Stored items from a collection:
(begin)
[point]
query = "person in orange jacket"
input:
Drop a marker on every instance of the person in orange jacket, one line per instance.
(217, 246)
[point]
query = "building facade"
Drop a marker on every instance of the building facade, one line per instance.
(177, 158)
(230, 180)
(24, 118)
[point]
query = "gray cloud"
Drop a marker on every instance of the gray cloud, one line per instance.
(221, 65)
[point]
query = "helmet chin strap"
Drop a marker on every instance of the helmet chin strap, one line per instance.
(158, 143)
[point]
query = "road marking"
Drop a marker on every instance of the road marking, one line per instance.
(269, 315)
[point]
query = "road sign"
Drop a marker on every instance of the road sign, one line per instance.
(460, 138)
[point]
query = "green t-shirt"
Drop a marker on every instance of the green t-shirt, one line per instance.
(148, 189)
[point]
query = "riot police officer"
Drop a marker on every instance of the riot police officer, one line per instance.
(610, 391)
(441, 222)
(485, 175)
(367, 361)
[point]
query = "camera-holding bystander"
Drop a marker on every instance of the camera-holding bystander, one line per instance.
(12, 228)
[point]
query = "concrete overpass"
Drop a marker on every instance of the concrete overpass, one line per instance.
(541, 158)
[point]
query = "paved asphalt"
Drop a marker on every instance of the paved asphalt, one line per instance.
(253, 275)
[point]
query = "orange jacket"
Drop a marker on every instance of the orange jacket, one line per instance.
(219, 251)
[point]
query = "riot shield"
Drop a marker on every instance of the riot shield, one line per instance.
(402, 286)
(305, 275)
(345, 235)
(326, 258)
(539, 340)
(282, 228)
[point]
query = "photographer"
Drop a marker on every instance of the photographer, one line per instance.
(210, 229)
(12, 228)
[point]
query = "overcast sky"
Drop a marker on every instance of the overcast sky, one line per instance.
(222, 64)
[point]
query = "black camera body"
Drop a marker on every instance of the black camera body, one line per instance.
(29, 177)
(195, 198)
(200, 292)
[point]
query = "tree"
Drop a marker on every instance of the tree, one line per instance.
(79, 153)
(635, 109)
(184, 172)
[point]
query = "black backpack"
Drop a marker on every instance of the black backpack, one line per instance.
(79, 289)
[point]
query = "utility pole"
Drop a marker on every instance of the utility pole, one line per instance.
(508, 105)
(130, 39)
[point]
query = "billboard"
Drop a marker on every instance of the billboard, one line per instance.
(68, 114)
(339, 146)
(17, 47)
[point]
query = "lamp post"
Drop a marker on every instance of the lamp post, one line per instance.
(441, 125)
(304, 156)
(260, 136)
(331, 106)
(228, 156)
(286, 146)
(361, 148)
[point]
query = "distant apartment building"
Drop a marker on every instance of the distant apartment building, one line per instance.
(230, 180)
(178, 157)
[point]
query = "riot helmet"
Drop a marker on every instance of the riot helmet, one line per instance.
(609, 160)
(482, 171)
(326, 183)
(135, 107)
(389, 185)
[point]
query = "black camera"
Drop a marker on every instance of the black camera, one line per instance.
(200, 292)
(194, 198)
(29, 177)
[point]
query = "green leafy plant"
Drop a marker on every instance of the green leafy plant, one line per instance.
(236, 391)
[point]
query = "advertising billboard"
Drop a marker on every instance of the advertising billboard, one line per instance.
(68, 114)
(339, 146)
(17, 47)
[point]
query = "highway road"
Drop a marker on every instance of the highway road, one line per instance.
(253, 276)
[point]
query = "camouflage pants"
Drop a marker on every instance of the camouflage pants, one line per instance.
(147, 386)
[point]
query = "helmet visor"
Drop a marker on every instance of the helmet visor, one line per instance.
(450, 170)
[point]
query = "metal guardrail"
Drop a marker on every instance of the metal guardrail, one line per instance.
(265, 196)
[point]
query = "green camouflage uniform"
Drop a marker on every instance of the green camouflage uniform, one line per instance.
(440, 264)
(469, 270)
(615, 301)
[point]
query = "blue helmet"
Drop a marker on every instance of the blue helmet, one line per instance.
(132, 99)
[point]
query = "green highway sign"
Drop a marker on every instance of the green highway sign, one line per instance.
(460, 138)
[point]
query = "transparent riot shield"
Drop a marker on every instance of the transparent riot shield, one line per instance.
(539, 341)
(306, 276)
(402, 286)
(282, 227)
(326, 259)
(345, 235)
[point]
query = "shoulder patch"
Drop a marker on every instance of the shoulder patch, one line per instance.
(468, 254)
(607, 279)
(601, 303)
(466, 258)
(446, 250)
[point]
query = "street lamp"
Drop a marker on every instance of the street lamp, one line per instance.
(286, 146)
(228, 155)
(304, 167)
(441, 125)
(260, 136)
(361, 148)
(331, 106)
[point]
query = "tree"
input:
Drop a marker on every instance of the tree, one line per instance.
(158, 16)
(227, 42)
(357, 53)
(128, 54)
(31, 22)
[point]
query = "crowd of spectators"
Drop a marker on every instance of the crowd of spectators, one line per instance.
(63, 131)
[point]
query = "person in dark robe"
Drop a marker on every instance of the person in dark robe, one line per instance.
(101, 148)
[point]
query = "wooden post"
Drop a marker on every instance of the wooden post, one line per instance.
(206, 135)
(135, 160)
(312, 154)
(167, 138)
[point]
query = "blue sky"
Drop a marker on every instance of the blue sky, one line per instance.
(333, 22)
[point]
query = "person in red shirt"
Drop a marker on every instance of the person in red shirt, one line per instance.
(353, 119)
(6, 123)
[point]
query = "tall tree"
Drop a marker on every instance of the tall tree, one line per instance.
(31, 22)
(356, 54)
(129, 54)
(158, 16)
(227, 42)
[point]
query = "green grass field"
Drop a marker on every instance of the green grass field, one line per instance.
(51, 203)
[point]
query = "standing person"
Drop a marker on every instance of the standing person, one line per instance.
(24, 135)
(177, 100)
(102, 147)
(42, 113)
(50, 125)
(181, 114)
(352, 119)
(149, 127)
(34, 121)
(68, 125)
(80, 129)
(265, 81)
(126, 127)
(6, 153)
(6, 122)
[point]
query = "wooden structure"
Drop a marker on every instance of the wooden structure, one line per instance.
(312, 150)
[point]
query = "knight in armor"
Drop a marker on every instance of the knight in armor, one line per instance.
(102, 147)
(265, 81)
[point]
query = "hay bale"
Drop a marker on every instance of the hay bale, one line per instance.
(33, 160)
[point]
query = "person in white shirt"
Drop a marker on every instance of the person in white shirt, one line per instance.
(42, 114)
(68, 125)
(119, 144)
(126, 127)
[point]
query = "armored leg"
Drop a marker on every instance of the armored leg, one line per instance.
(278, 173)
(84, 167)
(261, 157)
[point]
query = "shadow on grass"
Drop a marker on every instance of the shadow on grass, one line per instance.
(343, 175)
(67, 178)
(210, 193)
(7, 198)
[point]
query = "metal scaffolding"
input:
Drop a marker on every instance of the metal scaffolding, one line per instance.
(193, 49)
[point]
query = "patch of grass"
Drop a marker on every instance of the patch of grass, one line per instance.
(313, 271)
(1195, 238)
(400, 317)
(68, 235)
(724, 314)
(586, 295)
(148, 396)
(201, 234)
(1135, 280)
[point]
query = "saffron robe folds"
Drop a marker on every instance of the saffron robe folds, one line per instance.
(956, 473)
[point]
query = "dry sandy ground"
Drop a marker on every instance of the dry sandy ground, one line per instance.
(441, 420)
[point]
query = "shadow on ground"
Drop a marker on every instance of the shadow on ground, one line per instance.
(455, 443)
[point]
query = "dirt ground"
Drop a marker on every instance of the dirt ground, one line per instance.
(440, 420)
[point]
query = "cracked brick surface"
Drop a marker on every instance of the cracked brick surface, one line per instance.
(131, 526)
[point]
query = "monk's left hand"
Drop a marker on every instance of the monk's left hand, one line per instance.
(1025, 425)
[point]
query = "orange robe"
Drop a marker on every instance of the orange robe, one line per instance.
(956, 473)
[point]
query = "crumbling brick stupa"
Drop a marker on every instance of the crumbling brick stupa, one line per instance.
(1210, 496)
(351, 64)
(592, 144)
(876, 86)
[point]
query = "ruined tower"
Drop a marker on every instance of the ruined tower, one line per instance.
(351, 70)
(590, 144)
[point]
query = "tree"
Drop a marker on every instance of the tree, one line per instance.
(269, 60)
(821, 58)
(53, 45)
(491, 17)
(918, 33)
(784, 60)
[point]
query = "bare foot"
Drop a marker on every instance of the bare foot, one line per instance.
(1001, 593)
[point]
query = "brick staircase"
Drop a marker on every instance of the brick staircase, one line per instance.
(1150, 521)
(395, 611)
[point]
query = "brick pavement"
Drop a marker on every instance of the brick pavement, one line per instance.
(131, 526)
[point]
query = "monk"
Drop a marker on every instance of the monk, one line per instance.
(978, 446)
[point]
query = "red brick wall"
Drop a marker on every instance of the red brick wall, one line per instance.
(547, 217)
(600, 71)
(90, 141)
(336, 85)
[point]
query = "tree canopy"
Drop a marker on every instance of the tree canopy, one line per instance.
(end)
TASK PROMPT:
Count the lines in the material above that contain the string "cracked", treating case as significant, and give only the number.

SOLUTION FOR THIS PROBLEM:
2